WRITTEN PROBLEM
Lay out the listing below as a Markdown table with the columns "Row" and "Line", giving each line a row number and leaving out blank lines. Cover only the part from the line containing "hand? Mark that spot." through the end of the listing, both ends included.

--- BEGIN RECORDS SUPPLIED ---

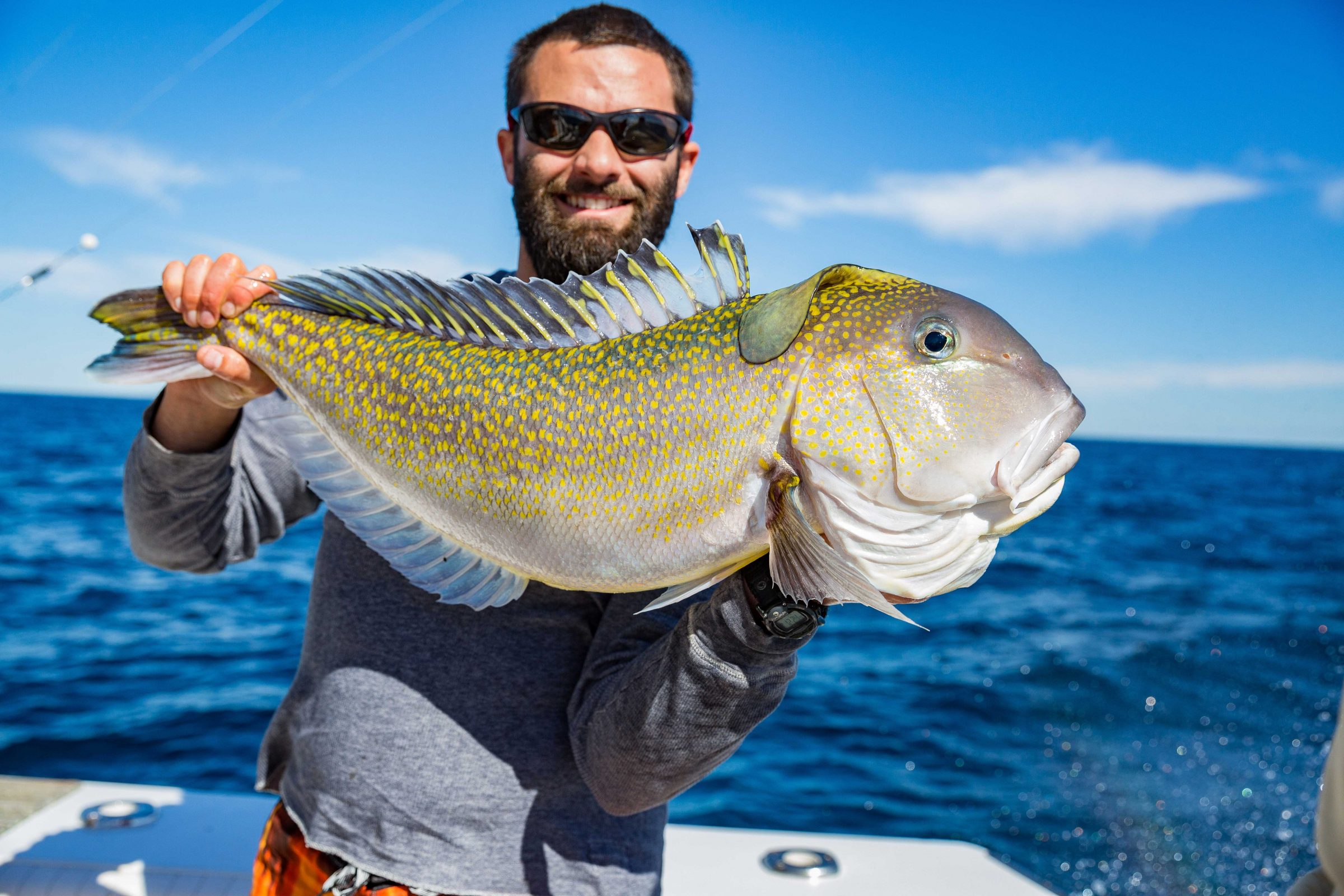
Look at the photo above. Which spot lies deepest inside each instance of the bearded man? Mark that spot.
(529, 749)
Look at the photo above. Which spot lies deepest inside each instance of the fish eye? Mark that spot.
(936, 338)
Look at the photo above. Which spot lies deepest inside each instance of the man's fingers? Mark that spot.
(192, 285)
(172, 284)
(220, 280)
(248, 289)
(225, 363)
(240, 382)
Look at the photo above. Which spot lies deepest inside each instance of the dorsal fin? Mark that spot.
(627, 296)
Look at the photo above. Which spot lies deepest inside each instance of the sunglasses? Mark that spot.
(635, 132)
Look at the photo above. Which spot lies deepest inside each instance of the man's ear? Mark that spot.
(505, 139)
(684, 166)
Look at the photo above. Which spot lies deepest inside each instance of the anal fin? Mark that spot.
(414, 548)
(694, 586)
(801, 562)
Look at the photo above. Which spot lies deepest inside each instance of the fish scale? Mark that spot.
(637, 444)
(629, 429)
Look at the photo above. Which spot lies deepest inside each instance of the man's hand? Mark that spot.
(197, 416)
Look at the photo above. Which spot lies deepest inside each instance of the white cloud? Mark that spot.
(1331, 198)
(1061, 199)
(89, 159)
(1261, 375)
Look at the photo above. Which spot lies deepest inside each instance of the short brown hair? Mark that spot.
(596, 26)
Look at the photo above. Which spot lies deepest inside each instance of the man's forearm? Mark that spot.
(650, 720)
(200, 511)
(187, 423)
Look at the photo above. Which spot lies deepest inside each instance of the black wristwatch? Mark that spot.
(774, 612)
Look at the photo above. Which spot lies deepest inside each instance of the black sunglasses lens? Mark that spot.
(644, 133)
(556, 127)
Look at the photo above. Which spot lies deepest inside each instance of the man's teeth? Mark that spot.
(593, 202)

--- END RECORDS SUPPLIED ---

ANSWER FOR THIS EXERCISE
| Row | Line |
|---|---|
| 1 | Look at the photo above. Which spot lies deepest inside each instance of the man's hand? Mark that spot. |
| 2 | (197, 416) |
| 3 | Look at the photo above. Which spot lies deepest inside each instance of the white cloud? Mark that spot. |
| 4 | (1331, 198) |
| 5 | (1061, 199) |
| 6 | (89, 159) |
| 7 | (1261, 375) |
| 8 | Look at the photo above. Which spot lies deepest inside each instance of the short brown hair? Mark that spot. |
| 9 | (596, 26) |
| 10 | Look at the photo above. Which spot lies deepest inside each instance of the man's forearm? Mark that spot. |
| 11 | (650, 720) |
| 12 | (200, 511) |
| 13 | (187, 423) |
| 14 | Look at the photo above. Which spot lies deepest inside each instance of the black wristwatch? Mark that spot. |
| 15 | (774, 612) |
| 16 | Look at the photo above. Which spot lies deepest inside each instance of the black sunglasses lens? Mark that spot. |
| 17 | (644, 133) |
| 18 | (556, 127) |
| 19 | Look at the photo above. Which spot lies deepest inside each instance of the man's teeth? Mark that spot. |
| 20 | (593, 202) |